→ **Trecho do documento**

⁂

Os nanotubos de carbono

O professor Marcos Allan trabalha na UFPA há 5 anos, atuando na área de nanotecnologia e produção de materiais. Ele desenvolveu um método de produção de nanotubos de carbono preenchidos por carbeto de alumínio. Os nanotubos de carbono representam uma nova classe de materiais com propriedades mecânicas e elétricas muito superiores aos atuais, podendo ser aplicados em têxteis, equipamentos eletrônicos, fármacos, entre outros. Segundo o professor, “os nanotubos produzidos pela técnica patenteada apresentam outras propriedades físicas que não são encontrados nos demais, como, por exemplo, maior resistência a tração quando incorporados em matriz metálica”, explica.

Marcos também demonstra que sua invenção pode ser aplicada em vários materiais para a melhoria de suas propriedades físico-químicas e para o desenvolvimento de produtos, como sensores para equipamentos eletrônicos. Marcos teve a ideia em 2006, durante seu mestrado, e a concessão veio em 2014 no Japão e, posteriormente, nos Estados Unidos. No Brasil e na União Europeia o pedido ainda se encontra em análise.

⁂

→ **Dados de origem**
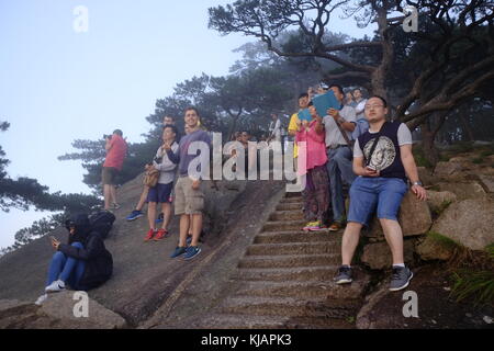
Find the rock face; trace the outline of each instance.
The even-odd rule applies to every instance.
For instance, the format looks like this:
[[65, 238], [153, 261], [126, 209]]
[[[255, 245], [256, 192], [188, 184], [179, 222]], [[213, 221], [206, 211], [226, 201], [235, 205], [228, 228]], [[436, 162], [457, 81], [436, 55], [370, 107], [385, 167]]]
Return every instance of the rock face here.
[[[433, 224], [433, 217], [426, 202], [417, 200], [412, 191], [408, 191], [403, 197], [400, 207], [398, 222], [402, 226], [403, 236], [417, 236], [427, 233]], [[368, 237], [384, 239], [381, 224], [374, 217]]]
[[472, 250], [483, 250], [494, 242], [494, 202], [487, 199], [464, 200], [451, 204], [431, 230]]
[[[2, 329], [122, 329], [126, 321], [91, 298], [77, 292], [52, 294], [42, 306], [18, 301], [0, 301]], [[80, 294], [80, 293], [79, 293]], [[86, 295], [87, 296], [87, 295]], [[87, 302], [87, 304], [86, 304]], [[82, 307], [85, 304], [86, 307]]]
[[453, 246], [437, 240], [430, 235], [427, 235], [425, 238], [420, 239], [415, 248], [415, 252], [417, 252], [424, 261], [447, 261], [453, 254]]
[[[403, 253], [405, 263], [414, 260], [414, 240], [403, 242]], [[375, 242], [366, 245], [360, 260], [373, 270], [390, 268], [393, 263], [390, 247], [388, 242]]]
[[435, 214], [440, 214], [449, 204], [457, 201], [457, 194], [450, 191], [427, 191], [427, 204]]
[[487, 197], [484, 189], [476, 181], [440, 182], [437, 186], [441, 192], [449, 191], [456, 194], [457, 200]]

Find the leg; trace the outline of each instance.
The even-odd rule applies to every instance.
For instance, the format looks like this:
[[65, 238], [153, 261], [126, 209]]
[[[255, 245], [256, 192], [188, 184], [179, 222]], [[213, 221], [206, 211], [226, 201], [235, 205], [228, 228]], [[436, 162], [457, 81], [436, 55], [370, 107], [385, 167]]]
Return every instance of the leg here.
[[192, 242], [191, 246], [198, 246], [199, 244], [199, 236], [201, 235], [202, 230], [202, 213], [193, 214], [192, 216]]
[[64, 270], [65, 262], [67, 261], [67, 257], [60, 252], [57, 251], [52, 258], [52, 262], [49, 263], [48, 269], [48, 278], [46, 280], [46, 286], [58, 280], [58, 276], [60, 275], [61, 271]]
[[162, 219], [162, 227], [165, 230], [168, 230], [168, 225], [171, 222], [171, 204], [170, 203], [162, 203], [161, 204], [161, 212], [165, 214], [165, 218]]
[[382, 229], [384, 230], [384, 237], [393, 256], [393, 264], [404, 263], [403, 259], [403, 233], [402, 227], [396, 220], [392, 219], [379, 219]]
[[149, 193], [149, 186], [144, 185], [143, 193], [141, 194], [139, 202], [137, 203], [137, 206], [135, 210], [142, 211], [144, 207], [144, 204], [146, 203], [147, 194]]
[[190, 216], [188, 214], [182, 214], [180, 216], [180, 240], [179, 246], [186, 247], [187, 246], [187, 234], [189, 233], [189, 225], [190, 225]]
[[356, 222], [349, 222], [345, 228], [341, 242], [341, 263], [344, 265], [350, 265], [355, 254], [355, 250], [359, 245], [360, 230], [362, 225]]
[[[74, 242], [71, 246], [79, 248], [79, 249], [83, 248], [82, 244], [80, 244], [80, 242]], [[71, 258], [71, 257], [67, 258], [67, 261], [65, 262], [65, 265], [64, 265], [64, 270], [60, 273], [60, 281], [67, 282], [69, 280], [78, 261], [79, 260]]]
[[338, 169], [338, 163], [335, 160], [336, 150], [328, 149], [326, 163], [327, 174], [329, 177], [329, 190], [332, 196], [333, 217], [335, 222], [341, 222], [345, 211], [345, 202], [343, 199], [341, 174]]
[[110, 210], [110, 186], [109, 184], [103, 185], [103, 195], [104, 195], [104, 210]]
[[156, 202], [149, 202], [147, 205], [147, 220], [149, 223], [149, 229], [155, 229], [156, 223]]

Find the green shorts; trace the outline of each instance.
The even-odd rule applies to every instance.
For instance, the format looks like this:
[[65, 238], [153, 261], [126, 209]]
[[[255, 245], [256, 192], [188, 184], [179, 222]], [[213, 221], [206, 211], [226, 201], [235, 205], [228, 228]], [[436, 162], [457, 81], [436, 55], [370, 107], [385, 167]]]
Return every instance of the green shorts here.
[[101, 179], [103, 185], [115, 185], [116, 176], [119, 174], [119, 170], [114, 167], [103, 167], [101, 172]]
[[179, 177], [175, 185], [175, 214], [201, 214], [204, 210], [203, 181], [199, 189], [192, 189], [192, 179]]

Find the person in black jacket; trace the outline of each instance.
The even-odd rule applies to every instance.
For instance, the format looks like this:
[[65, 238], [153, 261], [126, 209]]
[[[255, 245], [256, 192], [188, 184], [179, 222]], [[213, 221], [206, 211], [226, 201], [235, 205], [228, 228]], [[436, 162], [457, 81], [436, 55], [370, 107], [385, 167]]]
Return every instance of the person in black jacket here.
[[91, 230], [86, 214], [78, 214], [66, 220], [69, 231], [68, 244], [52, 237], [52, 246], [57, 250], [53, 256], [45, 293], [36, 304], [47, 298], [47, 293], [60, 292], [68, 284], [78, 291], [88, 291], [106, 282], [113, 272], [113, 259], [105, 249], [98, 231]]

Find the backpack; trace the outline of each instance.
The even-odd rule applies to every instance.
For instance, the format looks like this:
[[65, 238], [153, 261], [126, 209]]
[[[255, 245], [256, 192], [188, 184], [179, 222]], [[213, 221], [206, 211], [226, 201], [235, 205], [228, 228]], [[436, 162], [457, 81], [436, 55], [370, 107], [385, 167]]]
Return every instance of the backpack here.
[[113, 222], [115, 222], [115, 215], [109, 211], [100, 211], [89, 216], [91, 230], [98, 231], [103, 240], [112, 229]]

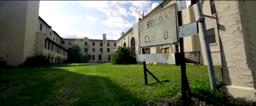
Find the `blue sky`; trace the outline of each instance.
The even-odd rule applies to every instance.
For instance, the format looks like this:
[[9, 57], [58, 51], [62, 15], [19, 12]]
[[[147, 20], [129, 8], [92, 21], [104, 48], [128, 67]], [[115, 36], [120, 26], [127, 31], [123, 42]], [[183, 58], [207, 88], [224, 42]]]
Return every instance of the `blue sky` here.
[[117, 40], [162, 1], [40, 1], [39, 16], [64, 38]]

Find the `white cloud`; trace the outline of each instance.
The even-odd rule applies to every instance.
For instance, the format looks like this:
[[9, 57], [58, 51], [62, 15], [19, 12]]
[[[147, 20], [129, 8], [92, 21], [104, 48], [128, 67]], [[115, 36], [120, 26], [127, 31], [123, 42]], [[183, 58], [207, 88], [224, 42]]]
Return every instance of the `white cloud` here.
[[87, 19], [87, 20], [90, 22], [96, 21], [97, 20], [98, 20], [97, 18], [93, 18], [93, 16], [90, 16], [89, 14], [86, 14], [86, 19]]
[[121, 35], [121, 33], [122, 33], [123, 32], [121, 31], [114, 31], [114, 30], [111, 30], [111, 33], [114, 34], [115, 34], [115, 35]]
[[109, 30], [107, 30], [107, 29], [104, 29], [104, 31], [106, 32], [107, 33], [109, 33], [110, 32]]
[[132, 26], [132, 24], [130, 23], [126, 20], [124, 20], [121, 17], [112, 17], [108, 18], [108, 20], [102, 21], [102, 24], [108, 26], [110, 28], [119, 28], [121, 29], [125, 29], [126, 28], [131, 28]]

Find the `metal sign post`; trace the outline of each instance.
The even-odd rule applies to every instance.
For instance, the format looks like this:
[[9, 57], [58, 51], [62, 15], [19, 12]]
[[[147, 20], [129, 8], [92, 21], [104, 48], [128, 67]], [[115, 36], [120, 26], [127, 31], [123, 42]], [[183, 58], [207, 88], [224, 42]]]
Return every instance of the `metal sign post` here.
[[[141, 12], [141, 18], [134, 23], [133, 30], [139, 29], [139, 38], [141, 48], [159, 47], [164, 45], [178, 44], [180, 52], [137, 55], [137, 61], [143, 62], [145, 84], [147, 85], [147, 72], [159, 82], [160, 81], [146, 67], [146, 62], [162, 63], [175, 63], [180, 65], [182, 76], [182, 97], [187, 97], [186, 92], [190, 94], [190, 88], [186, 75], [186, 63], [200, 63], [200, 52], [184, 52], [183, 37], [198, 33], [197, 22], [182, 25], [181, 10], [193, 4], [192, 2], [179, 1], [167, 6], [149, 16], [144, 18]], [[139, 26], [138, 27], [137, 27]], [[155, 83], [153, 83], [155, 84]]]

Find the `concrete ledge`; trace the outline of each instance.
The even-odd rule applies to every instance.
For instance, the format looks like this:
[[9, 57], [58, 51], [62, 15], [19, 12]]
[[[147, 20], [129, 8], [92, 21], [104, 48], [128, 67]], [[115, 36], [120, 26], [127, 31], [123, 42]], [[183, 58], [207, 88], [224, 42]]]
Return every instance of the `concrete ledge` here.
[[228, 93], [234, 97], [245, 97], [249, 100], [256, 101], [256, 90], [253, 87], [238, 86], [224, 86]]

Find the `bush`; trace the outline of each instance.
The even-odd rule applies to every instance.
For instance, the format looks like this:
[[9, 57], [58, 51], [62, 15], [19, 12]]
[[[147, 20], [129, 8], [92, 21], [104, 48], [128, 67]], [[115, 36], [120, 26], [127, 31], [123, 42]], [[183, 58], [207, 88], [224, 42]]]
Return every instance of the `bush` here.
[[50, 54], [46, 55], [42, 52], [35, 52], [32, 56], [27, 57], [23, 65], [26, 66], [47, 65], [50, 63], [51, 58], [53, 57]]
[[130, 47], [118, 47], [112, 55], [111, 64], [136, 64], [136, 54]]
[[3, 60], [3, 57], [0, 57], [0, 69], [7, 69], [10, 66], [6, 65], [6, 61]]

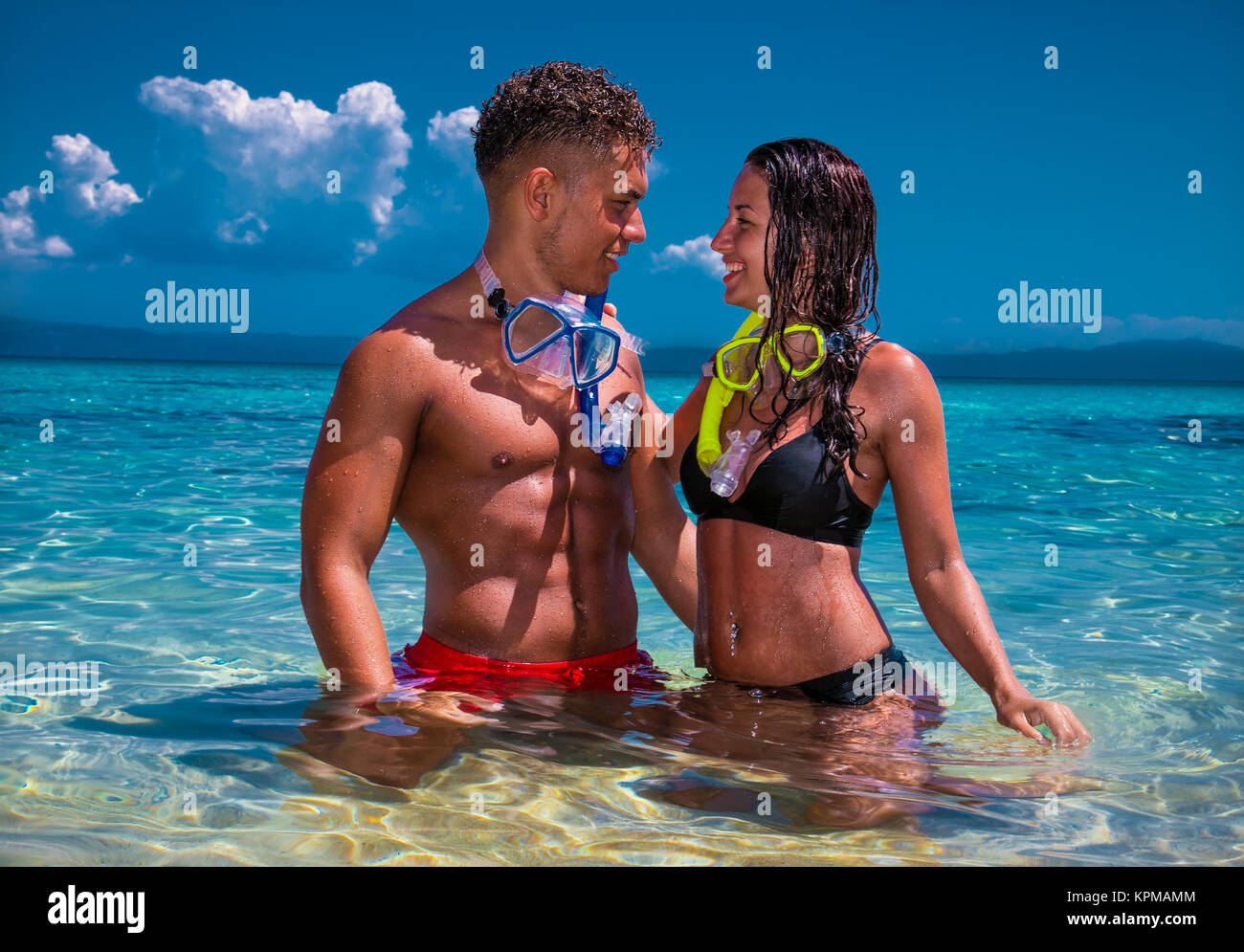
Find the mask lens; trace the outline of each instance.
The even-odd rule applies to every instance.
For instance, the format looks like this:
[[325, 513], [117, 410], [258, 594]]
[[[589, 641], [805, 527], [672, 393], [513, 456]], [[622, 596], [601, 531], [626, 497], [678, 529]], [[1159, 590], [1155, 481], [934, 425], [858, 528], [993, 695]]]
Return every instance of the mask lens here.
[[617, 365], [618, 342], [595, 327], [575, 329], [575, 376], [581, 387], [597, 383], [613, 372]]
[[745, 338], [726, 345], [718, 358], [718, 371], [725, 383], [746, 388], [756, 376], [756, 358], [760, 356], [760, 342]]
[[514, 360], [521, 361], [561, 334], [564, 326], [551, 310], [530, 304], [506, 320], [505, 340]]

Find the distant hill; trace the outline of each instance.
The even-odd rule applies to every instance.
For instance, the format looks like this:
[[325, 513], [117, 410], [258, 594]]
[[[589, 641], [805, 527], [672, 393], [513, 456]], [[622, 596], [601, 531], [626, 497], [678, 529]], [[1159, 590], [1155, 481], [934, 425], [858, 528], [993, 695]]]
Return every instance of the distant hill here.
[[[360, 334], [360, 337], [363, 335]], [[103, 327], [0, 317], [0, 356], [90, 357], [337, 366], [355, 337], [230, 334], [226, 325]], [[649, 373], [697, 373], [712, 346], [649, 347]], [[1092, 350], [1042, 347], [1013, 353], [918, 353], [934, 377], [1036, 380], [1244, 381], [1244, 350], [1194, 338], [1130, 341]]]
[[[364, 335], [360, 334], [360, 337]], [[103, 327], [0, 317], [0, 356], [100, 357], [138, 361], [340, 365], [357, 343], [350, 337], [301, 334], [231, 334], [229, 325]]]

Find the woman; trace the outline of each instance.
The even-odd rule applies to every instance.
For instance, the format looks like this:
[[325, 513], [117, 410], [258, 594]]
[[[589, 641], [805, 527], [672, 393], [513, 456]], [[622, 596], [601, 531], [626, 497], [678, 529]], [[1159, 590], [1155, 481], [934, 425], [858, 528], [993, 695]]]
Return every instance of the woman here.
[[[725, 301], [756, 312], [755, 327], [750, 342], [718, 351], [671, 429], [671, 475], [699, 518], [697, 663], [827, 703], [871, 703], [894, 686], [909, 668], [858, 575], [888, 483], [924, 616], [998, 722], [1041, 743], [1037, 724], [1059, 744], [1088, 740], [1070, 709], [1020, 686], [964, 565], [933, 378], [863, 330], [876, 316], [875, 238], [868, 183], [838, 149], [785, 139], [748, 156], [712, 248], [728, 270]], [[720, 427], [710, 412], [702, 436], [714, 376], [733, 396]], [[729, 439], [734, 431], [741, 441]], [[736, 488], [717, 495], [704, 467], [718, 444], [751, 433]]]

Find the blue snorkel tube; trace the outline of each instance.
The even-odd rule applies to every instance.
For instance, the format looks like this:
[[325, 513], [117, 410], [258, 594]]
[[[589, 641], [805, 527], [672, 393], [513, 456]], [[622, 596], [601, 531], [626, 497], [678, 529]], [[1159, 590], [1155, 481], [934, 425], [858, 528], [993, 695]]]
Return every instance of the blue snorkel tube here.
[[[597, 322], [603, 324], [605, 315], [605, 294], [597, 294], [583, 301], [583, 306], [587, 307], [588, 314], [596, 316]], [[592, 449], [600, 453], [601, 459], [607, 467], [620, 467], [622, 460], [626, 459], [626, 449], [623, 448], [621, 454], [617, 452], [617, 447], [601, 447], [601, 394], [597, 386], [593, 383], [591, 387], [578, 391], [578, 412], [587, 418], [587, 426], [590, 427]]]

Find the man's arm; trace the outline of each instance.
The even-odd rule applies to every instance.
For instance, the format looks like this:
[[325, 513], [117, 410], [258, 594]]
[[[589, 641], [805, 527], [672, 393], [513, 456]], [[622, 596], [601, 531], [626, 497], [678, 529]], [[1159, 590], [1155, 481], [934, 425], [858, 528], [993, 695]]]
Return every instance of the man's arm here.
[[[642, 373], [641, 373], [642, 386]], [[678, 620], [695, 631], [695, 524], [678, 504], [661, 453], [664, 417], [643, 391], [644, 437], [631, 454], [631, 493], [634, 498], [634, 541], [631, 554], [661, 592]], [[649, 422], [652, 421], [652, 422]]]
[[[622, 330], [612, 304], [605, 305], [602, 321], [607, 327]], [[636, 446], [629, 457], [631, 495], [634, 500], [631, 554], [671, 611], [695, 631], [695, 523], [687, 518], [669, 482], [666, 454], [672, 434], [667, 426], [672, 419], [648, 396], [638, 358], [626, 361], [626, 372], [633, 377], [637, 392], [643, 397], [642, 419], [634, 432]]]
[[[425, 407], [407, 331], [377, 331], [346, 358], [302, 489], [302, 610], [326, 668], [393, 687], [367, 582], [393, 521]], [[336, 441], [336, 442], [333, 442]]]

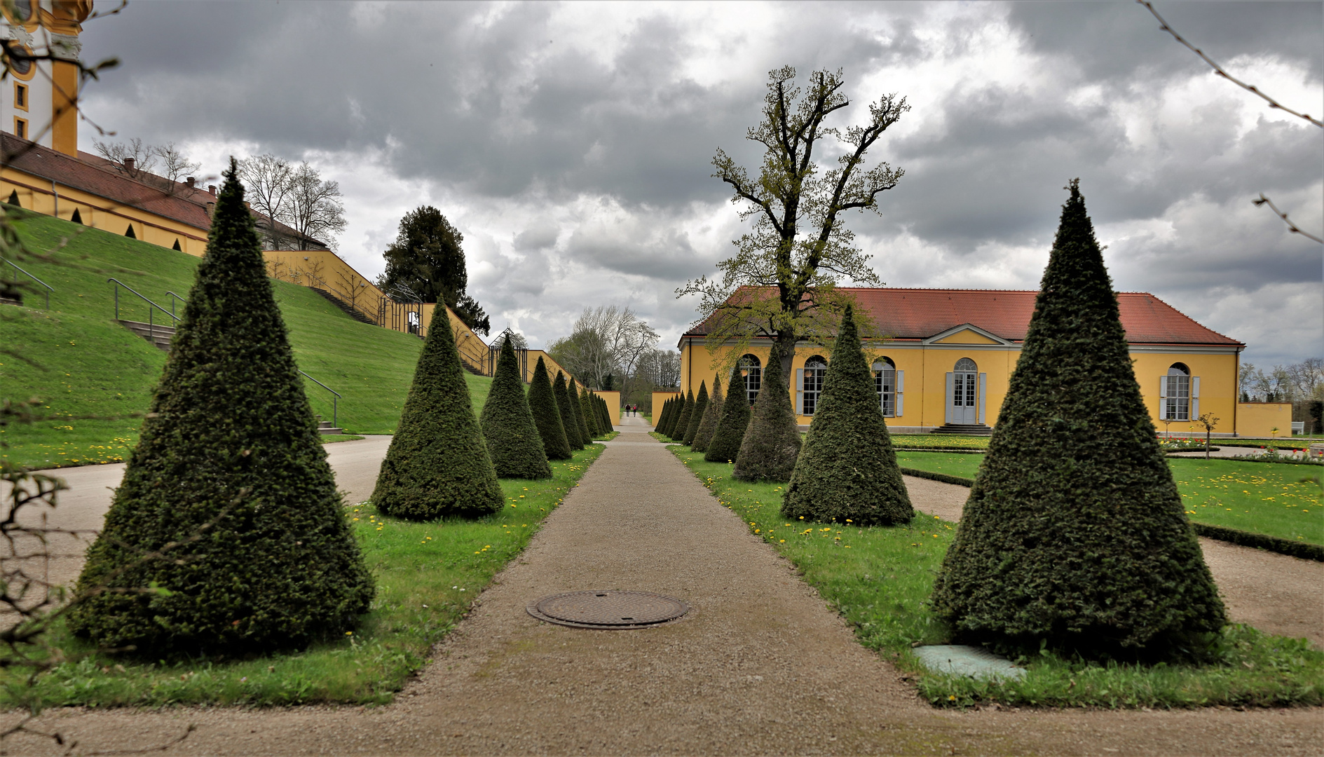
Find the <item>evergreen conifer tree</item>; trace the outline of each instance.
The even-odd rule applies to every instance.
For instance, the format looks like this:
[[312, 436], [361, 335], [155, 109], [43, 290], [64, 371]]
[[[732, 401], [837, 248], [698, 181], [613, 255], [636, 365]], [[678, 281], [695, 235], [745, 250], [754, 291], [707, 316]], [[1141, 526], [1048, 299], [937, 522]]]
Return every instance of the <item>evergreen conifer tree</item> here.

⁂

→ **Instruções**
A – Transcreva do texto sobre nanotubos de carbono o trecho que vai de "Marcos também demonstra" até "encontra em análise.".
B – De acordo com o texto sobre nanotubos de carbono, em que país a concessão foi obtida em 2014?

→ **Respostas numeradas**
A –
Marcos também demonstra que sua invenção pode ser aplicada em vários materiais para a melhoria de suas propriedades físico-químicas e para o desenvolvimento de produtos, como sensores para equipamentos eletrônicos. Marcos teve a ideia em 2006, durante seu mestrado, e a concessão veio em 2014 no Japão e, posteriormente, nos Estados Unidos. No Brasil e na União Europeia o pedido ainda se encontra em análise.

B – No Japão.